Output only the lines below from the one containing "e.g. point(20, 19)" to the one containing "e.g. point(72, 40)", exactly as written, both ends kept.

Source data
[Start of section]

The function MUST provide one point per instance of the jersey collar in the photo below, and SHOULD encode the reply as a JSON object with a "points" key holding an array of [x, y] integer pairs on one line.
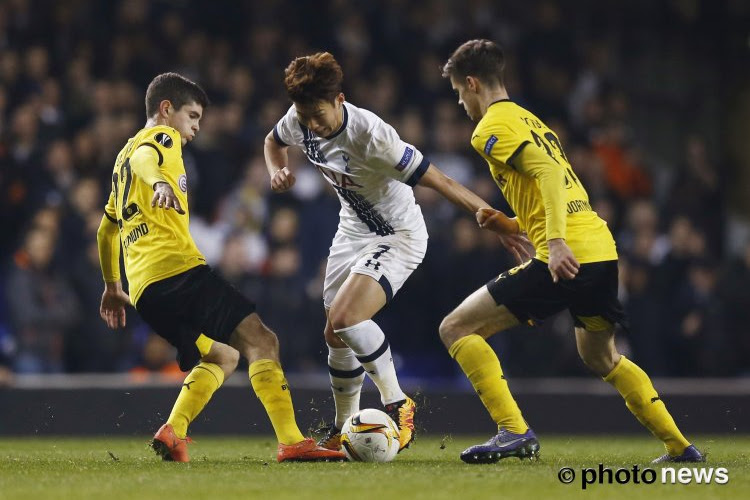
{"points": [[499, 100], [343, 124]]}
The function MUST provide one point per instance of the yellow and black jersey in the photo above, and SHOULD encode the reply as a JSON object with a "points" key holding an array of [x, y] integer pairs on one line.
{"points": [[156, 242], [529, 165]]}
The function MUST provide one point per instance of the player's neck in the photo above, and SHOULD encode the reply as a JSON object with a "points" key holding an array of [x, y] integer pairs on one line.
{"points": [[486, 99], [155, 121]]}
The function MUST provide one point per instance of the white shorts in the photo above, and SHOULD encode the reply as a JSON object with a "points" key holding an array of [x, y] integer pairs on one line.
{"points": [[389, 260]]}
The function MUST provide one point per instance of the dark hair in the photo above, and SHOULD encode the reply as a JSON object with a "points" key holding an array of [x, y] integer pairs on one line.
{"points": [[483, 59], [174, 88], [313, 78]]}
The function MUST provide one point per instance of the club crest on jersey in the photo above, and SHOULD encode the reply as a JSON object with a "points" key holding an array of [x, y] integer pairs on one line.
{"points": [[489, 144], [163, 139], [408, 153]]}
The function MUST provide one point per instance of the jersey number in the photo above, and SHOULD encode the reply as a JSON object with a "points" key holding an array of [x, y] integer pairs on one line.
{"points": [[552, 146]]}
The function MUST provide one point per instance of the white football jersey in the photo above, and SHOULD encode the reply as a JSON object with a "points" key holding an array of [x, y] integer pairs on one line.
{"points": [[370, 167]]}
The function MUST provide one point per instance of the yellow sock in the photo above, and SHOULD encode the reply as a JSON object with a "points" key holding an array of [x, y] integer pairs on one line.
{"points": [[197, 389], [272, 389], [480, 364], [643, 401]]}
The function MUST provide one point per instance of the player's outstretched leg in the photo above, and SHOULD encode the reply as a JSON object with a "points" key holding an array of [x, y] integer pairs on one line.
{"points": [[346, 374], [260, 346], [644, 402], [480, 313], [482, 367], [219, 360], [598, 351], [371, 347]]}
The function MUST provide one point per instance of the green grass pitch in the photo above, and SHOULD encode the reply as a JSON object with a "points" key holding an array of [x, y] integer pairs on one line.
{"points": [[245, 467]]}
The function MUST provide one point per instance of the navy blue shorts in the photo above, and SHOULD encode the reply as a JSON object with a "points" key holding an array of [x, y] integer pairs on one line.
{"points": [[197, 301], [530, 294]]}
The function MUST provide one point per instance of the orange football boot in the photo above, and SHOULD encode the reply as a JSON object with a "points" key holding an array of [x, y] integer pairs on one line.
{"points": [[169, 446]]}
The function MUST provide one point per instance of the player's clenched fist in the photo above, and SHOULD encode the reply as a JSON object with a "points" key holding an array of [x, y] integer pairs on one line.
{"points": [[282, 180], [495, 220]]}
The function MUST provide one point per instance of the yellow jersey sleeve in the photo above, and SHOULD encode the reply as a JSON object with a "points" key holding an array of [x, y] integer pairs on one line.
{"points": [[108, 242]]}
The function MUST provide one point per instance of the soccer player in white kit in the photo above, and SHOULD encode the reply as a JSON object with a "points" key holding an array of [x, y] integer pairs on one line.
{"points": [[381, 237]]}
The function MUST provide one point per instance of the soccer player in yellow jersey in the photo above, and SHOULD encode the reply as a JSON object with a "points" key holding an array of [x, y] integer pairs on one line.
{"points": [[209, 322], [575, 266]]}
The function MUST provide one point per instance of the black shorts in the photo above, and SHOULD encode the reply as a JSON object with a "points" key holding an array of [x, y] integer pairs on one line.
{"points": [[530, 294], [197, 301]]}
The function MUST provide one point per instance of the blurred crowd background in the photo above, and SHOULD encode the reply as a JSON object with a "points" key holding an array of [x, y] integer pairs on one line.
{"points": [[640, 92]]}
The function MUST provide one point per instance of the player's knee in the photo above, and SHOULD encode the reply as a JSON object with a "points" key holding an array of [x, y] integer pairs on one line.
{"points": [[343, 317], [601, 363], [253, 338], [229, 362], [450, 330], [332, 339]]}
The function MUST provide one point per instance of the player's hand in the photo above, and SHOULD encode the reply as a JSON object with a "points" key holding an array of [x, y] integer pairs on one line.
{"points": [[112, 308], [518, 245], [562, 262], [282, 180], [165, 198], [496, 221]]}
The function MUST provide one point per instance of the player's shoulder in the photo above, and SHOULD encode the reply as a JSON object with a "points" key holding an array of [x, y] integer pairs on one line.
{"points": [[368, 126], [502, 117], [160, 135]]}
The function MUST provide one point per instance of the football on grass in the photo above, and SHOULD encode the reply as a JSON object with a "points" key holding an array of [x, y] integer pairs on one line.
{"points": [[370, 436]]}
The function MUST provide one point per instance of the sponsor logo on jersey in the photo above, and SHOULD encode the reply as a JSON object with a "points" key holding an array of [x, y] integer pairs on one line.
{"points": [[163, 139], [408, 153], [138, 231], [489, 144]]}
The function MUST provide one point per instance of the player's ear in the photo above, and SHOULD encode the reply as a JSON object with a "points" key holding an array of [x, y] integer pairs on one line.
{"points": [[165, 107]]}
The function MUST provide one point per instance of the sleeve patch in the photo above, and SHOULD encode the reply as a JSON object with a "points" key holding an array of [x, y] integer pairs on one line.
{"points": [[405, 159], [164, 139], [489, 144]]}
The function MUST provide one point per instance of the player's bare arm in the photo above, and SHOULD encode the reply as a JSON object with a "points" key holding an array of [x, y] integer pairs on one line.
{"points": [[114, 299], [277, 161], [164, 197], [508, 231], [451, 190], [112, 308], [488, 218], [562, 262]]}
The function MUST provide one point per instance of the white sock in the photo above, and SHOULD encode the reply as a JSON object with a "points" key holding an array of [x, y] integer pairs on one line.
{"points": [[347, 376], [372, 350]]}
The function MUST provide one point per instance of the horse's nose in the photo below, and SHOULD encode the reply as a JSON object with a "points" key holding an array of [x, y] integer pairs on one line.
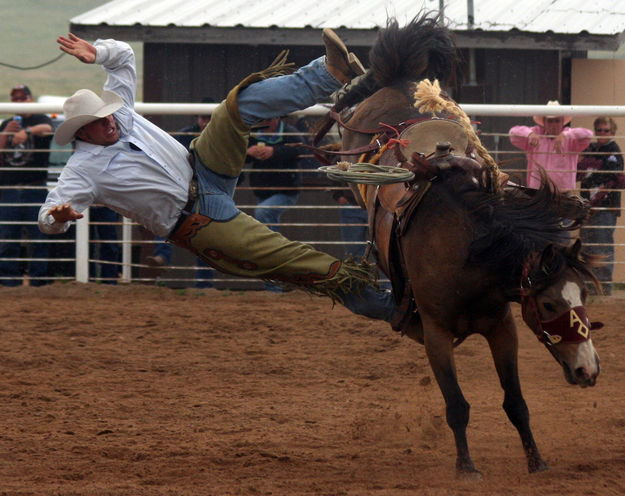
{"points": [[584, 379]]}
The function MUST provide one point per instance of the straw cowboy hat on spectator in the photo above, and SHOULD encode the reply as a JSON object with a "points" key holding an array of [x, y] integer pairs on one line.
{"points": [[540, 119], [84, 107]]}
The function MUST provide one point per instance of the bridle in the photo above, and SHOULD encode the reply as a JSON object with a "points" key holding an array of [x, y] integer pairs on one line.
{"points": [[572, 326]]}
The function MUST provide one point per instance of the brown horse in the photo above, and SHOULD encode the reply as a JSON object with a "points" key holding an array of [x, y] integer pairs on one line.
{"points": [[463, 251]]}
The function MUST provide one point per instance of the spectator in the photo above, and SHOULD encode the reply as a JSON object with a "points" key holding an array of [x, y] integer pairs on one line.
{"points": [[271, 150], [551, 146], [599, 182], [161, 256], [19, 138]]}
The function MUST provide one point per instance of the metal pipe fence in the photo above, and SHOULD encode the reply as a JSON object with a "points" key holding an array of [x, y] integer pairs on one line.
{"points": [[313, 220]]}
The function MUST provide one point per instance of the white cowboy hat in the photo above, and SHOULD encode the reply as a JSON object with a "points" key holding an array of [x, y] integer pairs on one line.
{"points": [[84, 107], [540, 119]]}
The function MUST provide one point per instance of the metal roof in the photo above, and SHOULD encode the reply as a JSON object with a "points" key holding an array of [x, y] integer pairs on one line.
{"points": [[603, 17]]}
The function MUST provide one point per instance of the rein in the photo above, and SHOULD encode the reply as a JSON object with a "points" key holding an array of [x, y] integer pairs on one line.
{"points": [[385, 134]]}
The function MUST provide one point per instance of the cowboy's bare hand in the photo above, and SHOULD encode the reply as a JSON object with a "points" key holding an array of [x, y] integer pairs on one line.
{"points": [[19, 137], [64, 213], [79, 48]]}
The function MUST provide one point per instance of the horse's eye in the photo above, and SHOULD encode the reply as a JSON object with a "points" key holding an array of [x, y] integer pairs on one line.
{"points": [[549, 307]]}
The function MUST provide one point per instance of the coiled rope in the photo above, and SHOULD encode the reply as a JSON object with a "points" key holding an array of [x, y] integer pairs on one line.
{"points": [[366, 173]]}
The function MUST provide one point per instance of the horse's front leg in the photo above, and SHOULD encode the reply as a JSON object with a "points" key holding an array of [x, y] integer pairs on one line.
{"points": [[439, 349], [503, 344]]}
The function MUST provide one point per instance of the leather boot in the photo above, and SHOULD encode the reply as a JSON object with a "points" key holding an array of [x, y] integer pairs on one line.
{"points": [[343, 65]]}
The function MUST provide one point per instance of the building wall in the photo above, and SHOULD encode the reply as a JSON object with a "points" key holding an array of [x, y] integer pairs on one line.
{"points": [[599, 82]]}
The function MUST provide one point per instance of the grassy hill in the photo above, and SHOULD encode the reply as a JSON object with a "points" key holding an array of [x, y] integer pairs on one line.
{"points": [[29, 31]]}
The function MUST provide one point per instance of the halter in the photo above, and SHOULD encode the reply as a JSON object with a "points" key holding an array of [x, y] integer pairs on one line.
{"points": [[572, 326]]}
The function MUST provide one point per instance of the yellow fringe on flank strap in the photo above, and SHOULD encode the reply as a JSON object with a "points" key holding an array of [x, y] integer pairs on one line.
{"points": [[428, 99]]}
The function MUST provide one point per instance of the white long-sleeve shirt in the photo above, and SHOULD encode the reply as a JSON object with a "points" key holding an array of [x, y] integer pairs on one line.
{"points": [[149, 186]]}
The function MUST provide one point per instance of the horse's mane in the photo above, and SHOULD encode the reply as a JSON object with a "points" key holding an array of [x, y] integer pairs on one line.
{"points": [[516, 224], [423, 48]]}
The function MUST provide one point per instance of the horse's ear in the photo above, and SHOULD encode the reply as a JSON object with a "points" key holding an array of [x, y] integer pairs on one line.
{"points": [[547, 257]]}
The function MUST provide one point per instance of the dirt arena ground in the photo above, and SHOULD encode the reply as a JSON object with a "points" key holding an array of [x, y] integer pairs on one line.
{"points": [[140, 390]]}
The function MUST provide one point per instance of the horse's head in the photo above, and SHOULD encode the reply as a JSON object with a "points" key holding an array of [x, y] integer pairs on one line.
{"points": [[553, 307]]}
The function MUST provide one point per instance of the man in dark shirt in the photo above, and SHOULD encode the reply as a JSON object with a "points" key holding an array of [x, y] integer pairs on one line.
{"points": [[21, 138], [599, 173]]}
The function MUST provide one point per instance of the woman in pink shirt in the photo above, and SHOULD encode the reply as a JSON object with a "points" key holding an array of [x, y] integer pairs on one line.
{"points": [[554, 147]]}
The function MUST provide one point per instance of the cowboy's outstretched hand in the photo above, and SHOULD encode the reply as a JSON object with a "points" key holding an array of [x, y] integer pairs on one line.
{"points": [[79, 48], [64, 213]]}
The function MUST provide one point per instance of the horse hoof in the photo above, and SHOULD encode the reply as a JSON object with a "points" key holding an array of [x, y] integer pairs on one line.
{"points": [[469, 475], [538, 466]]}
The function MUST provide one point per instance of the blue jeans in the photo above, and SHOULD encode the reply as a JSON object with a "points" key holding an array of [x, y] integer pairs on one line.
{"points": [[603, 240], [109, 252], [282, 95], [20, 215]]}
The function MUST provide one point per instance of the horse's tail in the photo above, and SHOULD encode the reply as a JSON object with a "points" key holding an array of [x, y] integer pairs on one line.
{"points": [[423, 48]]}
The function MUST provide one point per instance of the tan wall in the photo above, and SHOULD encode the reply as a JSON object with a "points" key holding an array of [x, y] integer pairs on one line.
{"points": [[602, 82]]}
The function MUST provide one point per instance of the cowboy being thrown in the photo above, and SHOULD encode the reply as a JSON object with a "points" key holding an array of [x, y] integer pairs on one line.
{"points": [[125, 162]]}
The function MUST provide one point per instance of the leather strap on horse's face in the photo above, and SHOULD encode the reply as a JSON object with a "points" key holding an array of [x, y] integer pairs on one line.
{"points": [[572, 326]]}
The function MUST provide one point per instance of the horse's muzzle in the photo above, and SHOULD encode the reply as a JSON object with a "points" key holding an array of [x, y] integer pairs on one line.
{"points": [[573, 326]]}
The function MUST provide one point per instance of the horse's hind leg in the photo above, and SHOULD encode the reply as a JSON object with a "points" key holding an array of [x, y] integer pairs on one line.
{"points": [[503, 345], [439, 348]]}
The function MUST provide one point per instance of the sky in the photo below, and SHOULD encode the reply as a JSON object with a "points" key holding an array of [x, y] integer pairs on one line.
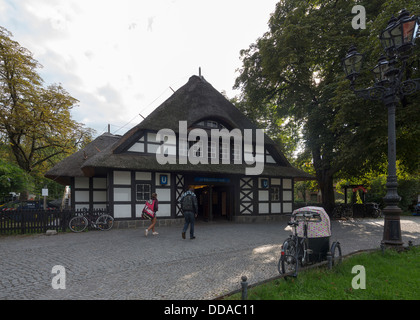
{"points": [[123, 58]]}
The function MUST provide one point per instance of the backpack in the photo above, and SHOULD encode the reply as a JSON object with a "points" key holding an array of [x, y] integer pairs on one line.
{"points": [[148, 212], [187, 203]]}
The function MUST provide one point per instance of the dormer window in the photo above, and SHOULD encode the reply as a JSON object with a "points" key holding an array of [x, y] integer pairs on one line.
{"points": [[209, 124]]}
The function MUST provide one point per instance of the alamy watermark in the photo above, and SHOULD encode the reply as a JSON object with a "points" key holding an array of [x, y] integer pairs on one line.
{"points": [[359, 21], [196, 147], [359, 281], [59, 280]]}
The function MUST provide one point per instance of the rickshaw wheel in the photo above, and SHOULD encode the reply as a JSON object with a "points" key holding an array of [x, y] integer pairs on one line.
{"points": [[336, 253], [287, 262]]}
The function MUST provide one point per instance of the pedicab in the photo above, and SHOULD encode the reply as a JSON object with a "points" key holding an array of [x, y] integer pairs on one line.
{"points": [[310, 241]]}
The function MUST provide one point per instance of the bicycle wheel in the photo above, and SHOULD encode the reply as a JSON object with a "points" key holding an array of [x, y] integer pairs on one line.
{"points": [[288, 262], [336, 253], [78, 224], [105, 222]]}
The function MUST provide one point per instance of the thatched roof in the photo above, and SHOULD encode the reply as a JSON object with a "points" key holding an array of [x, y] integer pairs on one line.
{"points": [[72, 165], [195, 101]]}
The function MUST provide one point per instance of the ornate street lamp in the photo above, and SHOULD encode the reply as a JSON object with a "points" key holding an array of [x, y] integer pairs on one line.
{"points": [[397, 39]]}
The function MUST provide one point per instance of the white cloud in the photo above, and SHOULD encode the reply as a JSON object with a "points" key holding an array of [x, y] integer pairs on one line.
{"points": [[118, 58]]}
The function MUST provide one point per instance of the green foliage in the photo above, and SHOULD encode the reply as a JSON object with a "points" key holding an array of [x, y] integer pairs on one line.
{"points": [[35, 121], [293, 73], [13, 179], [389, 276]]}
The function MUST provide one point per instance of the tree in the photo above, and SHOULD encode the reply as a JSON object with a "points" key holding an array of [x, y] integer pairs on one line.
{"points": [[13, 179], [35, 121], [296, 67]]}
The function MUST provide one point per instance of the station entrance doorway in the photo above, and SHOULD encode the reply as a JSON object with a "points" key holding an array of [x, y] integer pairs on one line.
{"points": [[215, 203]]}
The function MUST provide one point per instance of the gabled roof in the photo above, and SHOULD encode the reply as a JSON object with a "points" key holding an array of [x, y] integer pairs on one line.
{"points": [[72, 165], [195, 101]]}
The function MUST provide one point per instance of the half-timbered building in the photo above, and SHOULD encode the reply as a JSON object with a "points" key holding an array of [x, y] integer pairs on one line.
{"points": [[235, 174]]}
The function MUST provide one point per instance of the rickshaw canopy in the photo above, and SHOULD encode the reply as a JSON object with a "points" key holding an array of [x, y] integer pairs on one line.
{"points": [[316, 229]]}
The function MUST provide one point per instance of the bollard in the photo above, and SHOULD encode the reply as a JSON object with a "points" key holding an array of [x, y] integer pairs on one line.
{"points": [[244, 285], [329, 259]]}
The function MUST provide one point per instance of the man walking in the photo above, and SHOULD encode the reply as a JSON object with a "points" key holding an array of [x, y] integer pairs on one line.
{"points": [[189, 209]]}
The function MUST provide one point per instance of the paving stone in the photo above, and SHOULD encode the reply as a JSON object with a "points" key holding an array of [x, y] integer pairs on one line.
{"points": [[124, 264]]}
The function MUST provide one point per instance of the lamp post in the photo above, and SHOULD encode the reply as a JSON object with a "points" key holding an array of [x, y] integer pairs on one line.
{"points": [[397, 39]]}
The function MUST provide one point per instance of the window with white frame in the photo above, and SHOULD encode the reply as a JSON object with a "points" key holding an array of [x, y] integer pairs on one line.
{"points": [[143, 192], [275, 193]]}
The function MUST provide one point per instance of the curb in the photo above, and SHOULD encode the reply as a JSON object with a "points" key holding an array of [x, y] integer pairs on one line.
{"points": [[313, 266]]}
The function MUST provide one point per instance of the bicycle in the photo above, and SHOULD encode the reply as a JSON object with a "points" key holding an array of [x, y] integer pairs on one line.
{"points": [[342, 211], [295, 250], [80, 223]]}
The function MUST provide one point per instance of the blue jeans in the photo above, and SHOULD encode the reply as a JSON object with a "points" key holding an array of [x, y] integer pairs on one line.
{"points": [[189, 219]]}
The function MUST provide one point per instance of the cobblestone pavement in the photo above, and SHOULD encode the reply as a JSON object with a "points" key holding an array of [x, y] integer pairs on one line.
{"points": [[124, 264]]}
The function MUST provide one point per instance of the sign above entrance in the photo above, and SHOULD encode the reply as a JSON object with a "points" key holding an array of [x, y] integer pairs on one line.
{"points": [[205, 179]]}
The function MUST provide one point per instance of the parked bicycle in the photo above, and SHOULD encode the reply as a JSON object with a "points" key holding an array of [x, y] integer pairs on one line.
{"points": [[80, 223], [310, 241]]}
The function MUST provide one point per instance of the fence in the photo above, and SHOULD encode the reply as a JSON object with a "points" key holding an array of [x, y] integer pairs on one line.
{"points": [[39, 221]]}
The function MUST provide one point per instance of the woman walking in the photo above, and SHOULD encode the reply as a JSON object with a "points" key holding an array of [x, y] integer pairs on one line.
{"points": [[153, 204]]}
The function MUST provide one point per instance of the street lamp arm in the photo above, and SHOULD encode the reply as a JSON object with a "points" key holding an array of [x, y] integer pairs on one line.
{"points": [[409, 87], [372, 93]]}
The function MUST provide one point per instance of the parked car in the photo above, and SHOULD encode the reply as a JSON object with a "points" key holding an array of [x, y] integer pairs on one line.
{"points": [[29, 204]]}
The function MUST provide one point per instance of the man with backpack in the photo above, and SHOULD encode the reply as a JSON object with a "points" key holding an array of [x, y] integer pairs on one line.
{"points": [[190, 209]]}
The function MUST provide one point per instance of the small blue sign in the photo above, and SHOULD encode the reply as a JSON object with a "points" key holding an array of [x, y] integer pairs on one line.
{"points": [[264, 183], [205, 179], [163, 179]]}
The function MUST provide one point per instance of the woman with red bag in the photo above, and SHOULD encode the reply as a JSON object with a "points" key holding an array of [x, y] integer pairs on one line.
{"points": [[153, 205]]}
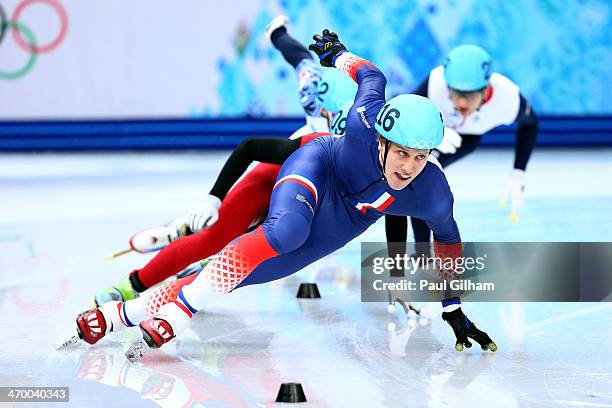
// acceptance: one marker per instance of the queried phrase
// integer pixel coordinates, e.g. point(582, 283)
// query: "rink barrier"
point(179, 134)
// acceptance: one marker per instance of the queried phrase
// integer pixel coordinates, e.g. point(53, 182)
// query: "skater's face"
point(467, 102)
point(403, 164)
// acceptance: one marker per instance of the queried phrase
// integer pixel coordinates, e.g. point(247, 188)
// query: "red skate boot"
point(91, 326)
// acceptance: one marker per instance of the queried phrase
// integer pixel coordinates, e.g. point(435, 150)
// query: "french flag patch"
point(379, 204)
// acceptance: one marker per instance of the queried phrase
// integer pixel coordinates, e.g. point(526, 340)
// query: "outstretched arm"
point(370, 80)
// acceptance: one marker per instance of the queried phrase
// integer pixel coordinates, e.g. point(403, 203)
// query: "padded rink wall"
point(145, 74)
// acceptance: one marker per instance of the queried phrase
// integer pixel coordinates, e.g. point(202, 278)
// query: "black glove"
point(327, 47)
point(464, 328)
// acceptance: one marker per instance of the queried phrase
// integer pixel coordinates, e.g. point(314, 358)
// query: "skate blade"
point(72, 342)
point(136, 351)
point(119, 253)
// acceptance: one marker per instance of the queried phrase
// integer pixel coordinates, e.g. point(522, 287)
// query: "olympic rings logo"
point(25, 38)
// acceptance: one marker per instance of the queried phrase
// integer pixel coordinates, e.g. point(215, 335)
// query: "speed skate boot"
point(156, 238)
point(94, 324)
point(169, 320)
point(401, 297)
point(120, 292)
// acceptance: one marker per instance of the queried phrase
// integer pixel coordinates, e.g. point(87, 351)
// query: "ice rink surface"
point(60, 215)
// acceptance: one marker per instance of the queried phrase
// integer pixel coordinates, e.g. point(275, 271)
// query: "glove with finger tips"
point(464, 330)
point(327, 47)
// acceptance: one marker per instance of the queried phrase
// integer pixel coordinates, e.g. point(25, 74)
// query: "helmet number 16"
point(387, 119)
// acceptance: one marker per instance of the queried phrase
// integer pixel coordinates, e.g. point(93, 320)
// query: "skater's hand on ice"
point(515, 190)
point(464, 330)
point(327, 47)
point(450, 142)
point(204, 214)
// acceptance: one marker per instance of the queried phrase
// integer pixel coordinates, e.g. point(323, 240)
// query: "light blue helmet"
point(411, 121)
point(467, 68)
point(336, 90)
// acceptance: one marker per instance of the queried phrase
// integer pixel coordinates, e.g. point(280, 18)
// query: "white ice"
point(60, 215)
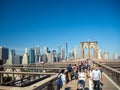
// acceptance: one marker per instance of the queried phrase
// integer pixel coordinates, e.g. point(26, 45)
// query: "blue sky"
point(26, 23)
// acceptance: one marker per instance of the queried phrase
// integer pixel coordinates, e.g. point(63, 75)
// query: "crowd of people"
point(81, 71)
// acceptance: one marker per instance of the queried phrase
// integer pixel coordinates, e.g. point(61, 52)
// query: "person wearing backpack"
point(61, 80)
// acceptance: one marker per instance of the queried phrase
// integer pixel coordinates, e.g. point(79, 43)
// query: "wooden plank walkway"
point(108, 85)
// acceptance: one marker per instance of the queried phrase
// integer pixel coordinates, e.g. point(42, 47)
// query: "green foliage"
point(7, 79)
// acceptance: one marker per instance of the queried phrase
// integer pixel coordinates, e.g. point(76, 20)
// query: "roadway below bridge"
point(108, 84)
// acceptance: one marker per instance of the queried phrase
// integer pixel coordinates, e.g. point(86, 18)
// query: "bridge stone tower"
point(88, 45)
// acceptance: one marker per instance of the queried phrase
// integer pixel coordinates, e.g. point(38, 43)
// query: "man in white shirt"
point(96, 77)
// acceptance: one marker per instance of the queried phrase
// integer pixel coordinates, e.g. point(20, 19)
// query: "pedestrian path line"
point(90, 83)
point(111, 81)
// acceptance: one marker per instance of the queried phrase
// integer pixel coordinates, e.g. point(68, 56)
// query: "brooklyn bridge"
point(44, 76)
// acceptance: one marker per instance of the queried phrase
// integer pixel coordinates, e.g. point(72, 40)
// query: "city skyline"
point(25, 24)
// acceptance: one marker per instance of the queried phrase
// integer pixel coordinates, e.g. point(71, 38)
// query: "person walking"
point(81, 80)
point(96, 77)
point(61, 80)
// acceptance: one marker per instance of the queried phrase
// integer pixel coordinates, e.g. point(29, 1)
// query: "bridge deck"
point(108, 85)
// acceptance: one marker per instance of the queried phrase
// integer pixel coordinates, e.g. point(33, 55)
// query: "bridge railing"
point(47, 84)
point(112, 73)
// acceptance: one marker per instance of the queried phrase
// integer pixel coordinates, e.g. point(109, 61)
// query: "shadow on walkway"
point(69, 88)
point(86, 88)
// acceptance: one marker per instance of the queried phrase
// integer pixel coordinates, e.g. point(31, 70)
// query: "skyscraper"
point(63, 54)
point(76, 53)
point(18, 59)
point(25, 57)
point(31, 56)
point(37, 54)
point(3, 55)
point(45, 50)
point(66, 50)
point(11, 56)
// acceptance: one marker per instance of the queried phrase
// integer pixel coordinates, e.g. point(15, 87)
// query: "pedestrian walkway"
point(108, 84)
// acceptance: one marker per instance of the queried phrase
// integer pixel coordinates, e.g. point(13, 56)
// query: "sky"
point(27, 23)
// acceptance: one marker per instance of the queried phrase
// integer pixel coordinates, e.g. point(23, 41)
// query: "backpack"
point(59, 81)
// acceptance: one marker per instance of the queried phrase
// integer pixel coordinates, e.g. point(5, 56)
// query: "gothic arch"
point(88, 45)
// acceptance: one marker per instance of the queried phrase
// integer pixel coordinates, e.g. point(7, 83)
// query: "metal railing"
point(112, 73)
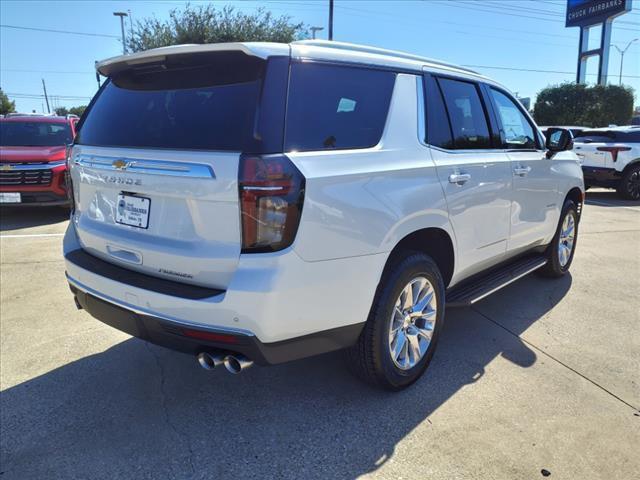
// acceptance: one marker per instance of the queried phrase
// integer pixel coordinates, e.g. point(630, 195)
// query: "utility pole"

[End of section]

[Result for this exercise]
// integer pixel coordinates, e.g. point(20, 19)
// query: "pedestrian path line"
point(90, 83)
point(111, 81)
// acceptance: one marker per instance of the queried phrase
// integer pixel coordinates, e.g. point(68, 56)
// query: "brooklyn bridge"
point(44, 76)
// acceptance: one marker per instance of the queried phrase
// integer pixel coordinates, e.g. point(72, 40)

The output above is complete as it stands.